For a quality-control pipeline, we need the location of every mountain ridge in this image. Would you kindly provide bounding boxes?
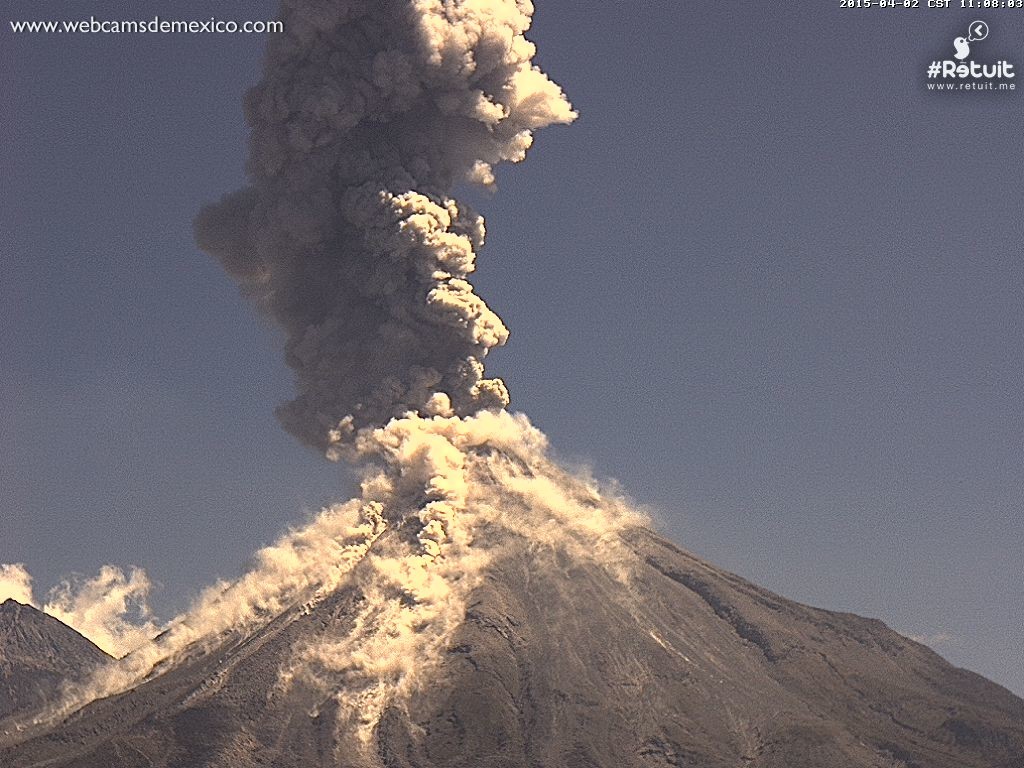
[1,529,1022,767]
[0,599,112,724]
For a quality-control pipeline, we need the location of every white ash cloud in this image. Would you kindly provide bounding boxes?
[0,563,159,658]
[49,498,388,714]
[282,411,645,750]
[41,566,160,659]
[195,0,576,450]
[0,564,35,606]
[905,631,956,648]
[41,412,643,744]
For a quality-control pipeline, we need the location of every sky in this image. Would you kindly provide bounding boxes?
[1,1,1022,695]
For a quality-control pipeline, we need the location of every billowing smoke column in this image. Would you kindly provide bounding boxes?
[13,2,645,751]
[195,0,576,450]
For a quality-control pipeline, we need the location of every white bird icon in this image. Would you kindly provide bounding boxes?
[954,37,971,61]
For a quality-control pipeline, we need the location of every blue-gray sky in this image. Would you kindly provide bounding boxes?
[2,2,1021,694]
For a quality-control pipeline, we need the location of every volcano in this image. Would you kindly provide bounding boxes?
[2,528,1021,768]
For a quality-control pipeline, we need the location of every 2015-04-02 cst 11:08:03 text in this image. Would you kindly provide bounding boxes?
[841,0,1024,8]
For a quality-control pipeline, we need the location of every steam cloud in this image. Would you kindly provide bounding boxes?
[194,0,576,449]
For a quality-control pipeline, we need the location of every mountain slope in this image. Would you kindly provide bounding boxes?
[387,529,1024,768]
[1,530,1021,768]
[0,600,112,722]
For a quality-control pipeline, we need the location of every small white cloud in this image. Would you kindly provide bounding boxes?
[0,563,36,606]
[905,631,955,647]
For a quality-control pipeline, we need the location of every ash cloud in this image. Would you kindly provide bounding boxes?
[0,564,34,606]
[42,566,160,659]
[195,0,576,450]
[0,563,158,658]
[44,412,644,738]
[20,1,647,746]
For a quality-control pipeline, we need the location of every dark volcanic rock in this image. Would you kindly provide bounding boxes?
[0,600,112,721]
[1,531,1022,768]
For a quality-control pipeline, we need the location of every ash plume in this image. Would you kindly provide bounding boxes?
[195,0,576,450]
[11,1,646,751]
[34,412,642,745]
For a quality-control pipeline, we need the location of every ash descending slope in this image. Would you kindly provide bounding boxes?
[0,600,112,722]
[2,532,1023,768]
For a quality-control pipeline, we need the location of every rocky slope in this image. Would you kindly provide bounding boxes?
[0,600,111,722]
[1,531,1021,768]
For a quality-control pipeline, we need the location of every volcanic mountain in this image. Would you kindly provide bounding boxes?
[1,528,1022,768]
[0,599,111,722]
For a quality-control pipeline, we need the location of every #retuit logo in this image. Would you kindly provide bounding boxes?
[926,20,1017,92]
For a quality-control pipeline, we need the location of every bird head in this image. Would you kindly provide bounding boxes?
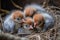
[11,10,24,23]
[33,13,44,28]
[24,7,36,17]
[23,17,34,30]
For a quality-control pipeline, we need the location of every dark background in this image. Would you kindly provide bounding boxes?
[1,0,42,10]
[1,0,29,10]
[1,0,58,11]
[1,0,60,11]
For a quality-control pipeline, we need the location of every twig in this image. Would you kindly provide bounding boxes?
[0,31,30,40]
[10,0,23,9]
[0,9,9,13]
[43,0,49,8]
[0,15,3,29]
[49,6,60,10]
[26,34,41,40]
[0,32,20,40]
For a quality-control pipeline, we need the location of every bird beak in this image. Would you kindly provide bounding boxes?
[34,23,37,27]
[21,19,25,23]
[29,25,33,30]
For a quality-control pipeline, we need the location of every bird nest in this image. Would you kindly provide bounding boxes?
[0,0,60,40]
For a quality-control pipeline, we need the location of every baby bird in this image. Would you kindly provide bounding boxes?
[17,17,34,34]
[24,4,45,17]
[33,12,54,32]
[23,17,34,30]
[3,10,24,33]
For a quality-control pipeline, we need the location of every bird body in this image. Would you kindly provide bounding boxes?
[3,10,24,33]
[3,14,15,33]
[33,12,54,32]
[41,13,54,32]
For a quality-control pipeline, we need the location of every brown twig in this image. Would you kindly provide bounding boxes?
[10,0,23,9]
[0,9,9,13]
[0,32,29,40]
[49,6,60,10]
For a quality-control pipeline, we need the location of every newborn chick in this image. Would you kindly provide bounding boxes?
[33,12,54,32]
[3,10,24,33]
[17,17,34,34]
[23,17,34,30]
[24,4,45,17]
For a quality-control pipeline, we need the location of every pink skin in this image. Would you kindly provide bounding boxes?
[21,19,25,23]
[34,23,37,28]
[29,25,33,30]
[21,19,33,30]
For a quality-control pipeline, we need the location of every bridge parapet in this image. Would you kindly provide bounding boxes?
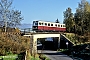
[22,32,65,35]
[0,32,21,35]
[20,28,65,35]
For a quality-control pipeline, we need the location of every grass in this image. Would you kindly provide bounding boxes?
[30,56,40,60]
[38,54,51,60]
[0,54,40,60]
[0,53,50,60]
[0,54,18,60]
[30,54,40,60]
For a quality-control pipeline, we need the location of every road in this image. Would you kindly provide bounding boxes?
[38,50,73,60]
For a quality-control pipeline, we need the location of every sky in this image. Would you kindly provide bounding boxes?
[12,0,90,24]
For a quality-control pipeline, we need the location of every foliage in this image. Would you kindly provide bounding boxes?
[62,43,90,60]
[0,54,17,60]
[74,0,90,34]
[39,54,50,60]
[55,18,60,23]
[63,0,90,43]
[63,7,74,32]
[30,56,40,60]
[0,32,30,56]
[74,0,90,42]
[0,27,20,32]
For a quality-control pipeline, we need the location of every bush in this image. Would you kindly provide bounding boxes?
[0,32,30,55]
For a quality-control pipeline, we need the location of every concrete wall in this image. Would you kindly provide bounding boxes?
[32,34,60,54]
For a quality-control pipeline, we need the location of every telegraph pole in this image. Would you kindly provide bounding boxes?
[4,10,7,32]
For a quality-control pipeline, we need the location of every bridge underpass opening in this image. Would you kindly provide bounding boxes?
[37,37,58,51]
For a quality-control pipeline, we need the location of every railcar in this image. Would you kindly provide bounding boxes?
[32,20,66,32]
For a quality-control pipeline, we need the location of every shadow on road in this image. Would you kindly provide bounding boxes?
[38,50,69,57]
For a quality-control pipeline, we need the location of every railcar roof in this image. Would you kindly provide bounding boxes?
[33,20,65,24]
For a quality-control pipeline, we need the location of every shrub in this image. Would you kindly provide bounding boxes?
[0,32,30,55]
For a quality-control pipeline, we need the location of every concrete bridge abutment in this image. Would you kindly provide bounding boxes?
[24,33,61,55]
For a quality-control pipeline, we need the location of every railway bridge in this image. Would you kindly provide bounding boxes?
[22,32,73,55]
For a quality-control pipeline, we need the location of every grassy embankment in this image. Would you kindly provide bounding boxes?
[59,33,90,59]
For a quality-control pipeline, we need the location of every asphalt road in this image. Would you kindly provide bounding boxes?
[38,50,73,60]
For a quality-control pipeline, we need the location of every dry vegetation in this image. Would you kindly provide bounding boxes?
[65,32,90,45]
[0,28,30,56]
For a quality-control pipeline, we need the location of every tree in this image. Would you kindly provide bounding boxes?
[0,0,23,32]
[74,0,90,42]
[74,0,90,34]
[55,18,59,23]
[9,10,23,28]
[63,7,74,32]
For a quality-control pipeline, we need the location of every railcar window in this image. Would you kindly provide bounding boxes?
[48,23,50,26]
[45,23,47,25]
[39,23,41,25]
[55,24,57,27]
[63,25,65,27]
[58,25,60,27]
[61,25,62,27]
[33,22,35,25]
[42,23,43,25]
[51,24,53,26]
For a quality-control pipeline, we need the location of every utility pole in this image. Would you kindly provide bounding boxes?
[4,9,7,32]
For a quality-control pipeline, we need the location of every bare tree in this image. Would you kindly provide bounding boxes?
[0,0,23,32]
[9,10,23,28]
[0,0,13,32]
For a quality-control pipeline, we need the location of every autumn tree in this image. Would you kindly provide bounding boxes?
[63,0,90,43]
[0,33,30,55]
[74,0,90,42]
[74,0,90,33]
[55,18,60,23]
[63,7,74,32]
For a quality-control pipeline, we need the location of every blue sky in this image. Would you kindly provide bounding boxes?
[12,0,90,24]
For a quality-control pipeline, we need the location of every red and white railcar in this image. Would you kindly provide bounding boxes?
[32,20,66,32]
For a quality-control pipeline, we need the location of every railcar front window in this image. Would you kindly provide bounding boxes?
[35,23,38,25]
[33,21,35,25]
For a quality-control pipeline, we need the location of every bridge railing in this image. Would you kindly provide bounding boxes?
[20,28,65,34]
[20,28,36,33]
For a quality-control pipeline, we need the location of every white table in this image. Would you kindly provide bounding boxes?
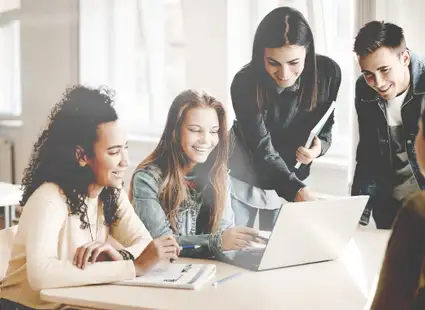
[41,229,390,310]
[0,182,22,228]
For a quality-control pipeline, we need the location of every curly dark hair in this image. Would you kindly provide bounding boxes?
[20,85,121,229]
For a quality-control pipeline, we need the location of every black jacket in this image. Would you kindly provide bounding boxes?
[228,54,341,201]
[351,53,425,202]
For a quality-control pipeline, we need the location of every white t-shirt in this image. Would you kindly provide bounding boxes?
[386,89,407,127]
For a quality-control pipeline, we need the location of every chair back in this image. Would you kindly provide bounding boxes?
[0,225,18,281]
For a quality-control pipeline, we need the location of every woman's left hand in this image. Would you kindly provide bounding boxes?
[296,136,322,165]
[73,241,123,269]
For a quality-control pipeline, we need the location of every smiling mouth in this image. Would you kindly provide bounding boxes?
[192,146,210,153]
[378,84,392,92]
[275,74,296,82]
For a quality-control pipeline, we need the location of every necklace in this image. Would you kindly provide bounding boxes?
[85,200,99,241]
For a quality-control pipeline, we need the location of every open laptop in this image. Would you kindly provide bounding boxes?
[222,195,369,271]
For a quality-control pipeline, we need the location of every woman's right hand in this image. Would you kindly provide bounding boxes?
[133,235,180,276]
[221,226,260,251]
[295,187,318,202]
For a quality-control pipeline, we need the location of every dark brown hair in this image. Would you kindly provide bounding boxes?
[249,6,317,112]
[354,21,406,57]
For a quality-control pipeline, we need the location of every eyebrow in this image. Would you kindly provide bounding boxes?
[362,66,389,74]
[266,57,300,64]
[107,142,128,150]
[187,124,219,129]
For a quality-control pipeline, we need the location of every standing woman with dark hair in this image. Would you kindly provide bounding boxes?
[0,86,179,310]
[228,7,341,230]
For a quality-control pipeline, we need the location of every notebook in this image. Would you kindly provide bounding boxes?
[115,262,216,290]
[295,101,336,169]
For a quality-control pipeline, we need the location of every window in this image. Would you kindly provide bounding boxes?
[79,0,185,137]
[81,0,355,161]
[0,0,21,117]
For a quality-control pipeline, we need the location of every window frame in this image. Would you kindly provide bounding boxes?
[0,3,21,119]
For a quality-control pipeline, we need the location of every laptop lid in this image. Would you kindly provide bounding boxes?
[257,195,369,271]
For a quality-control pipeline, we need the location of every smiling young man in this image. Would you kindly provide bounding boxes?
[352,21,425,228]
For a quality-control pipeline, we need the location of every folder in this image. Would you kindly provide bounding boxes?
[294,101,336,169]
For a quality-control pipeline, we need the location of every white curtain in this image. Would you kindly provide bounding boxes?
[79,0,184,136]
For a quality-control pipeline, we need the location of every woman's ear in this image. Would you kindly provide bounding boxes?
[75,146,88,167]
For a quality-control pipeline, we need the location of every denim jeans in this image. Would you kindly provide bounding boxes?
[231,195,280,231]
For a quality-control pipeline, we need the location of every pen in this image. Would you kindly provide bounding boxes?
[212,272,242,287]
[180,245,202,250]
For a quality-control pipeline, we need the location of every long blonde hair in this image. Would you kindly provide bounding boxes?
[129,89,228,232]
[371,192,425,310]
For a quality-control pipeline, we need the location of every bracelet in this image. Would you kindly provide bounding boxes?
[118,249,135,261]
[208,231,223,251]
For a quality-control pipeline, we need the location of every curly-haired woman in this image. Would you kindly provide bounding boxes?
[0,86,179,310]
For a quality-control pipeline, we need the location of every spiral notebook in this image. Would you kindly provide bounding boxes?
[115,263,216,290]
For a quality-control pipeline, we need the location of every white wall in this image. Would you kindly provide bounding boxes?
[372,0,425,55]
[399,0,425,56]
[305,163,349,196]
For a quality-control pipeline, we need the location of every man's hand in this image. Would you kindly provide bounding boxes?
[296,136,322,165]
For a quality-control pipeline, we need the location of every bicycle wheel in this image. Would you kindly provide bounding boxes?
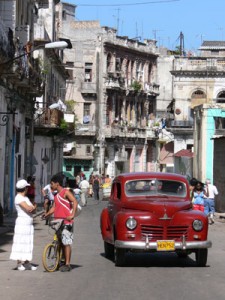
————
→ **ABOUT THIS EXERCISE**
A picture must not appear in the copy. Transcribe exactly the lines from the one with "of every denim" through the final line of the entries, both included, and no more.

→ **RESPONSE BOX**
For a quality-control pipeline, we need the location of every denim jeans in this image. Would you kindly provide bounding boxes?
[231,195,280,231]
For a quality-control pipeline, we need the location of every pen in this image. Would you kindly provide bounding boxes?
[212,272,242,287]
[180,245,202,250]
For a quality-control pipeline, we need the location of every long blonde hair in this image. Would you kindly provide bounding boxes?
[129,89,228,232]
[371,192,425,310]
For a quality-control pipeline, we need the location of every bracelet in this image. Would you kindly provide bounding boxes?
[118,249,135,261]
[208,231,223,251]
For a quality-control pipeline, we need the location of every curly-haired woman in this image. Would you kindly provide bounding boxes?
[0,86,179,310]
For a quality-control pipeline, we need the location of every spiral notebook in this image. Would you kindly provide bounding boxes?
[115,263,216,290]
For a quality-control pipeline, we need the location of every white wall in this image. Would you kindly provide bounding boxes?
[372,0,425,55]
[399,0,425,56]
[305,163,349,196]
For a quality-control pipeline, we need the location of every man's hand in this image. Would you kindly provide bounding boxes?
[296,136,322,165]
For a quality-control pipeline, we need the location of every bicycle wheel in this image. Would you kindly provide bounding boxes?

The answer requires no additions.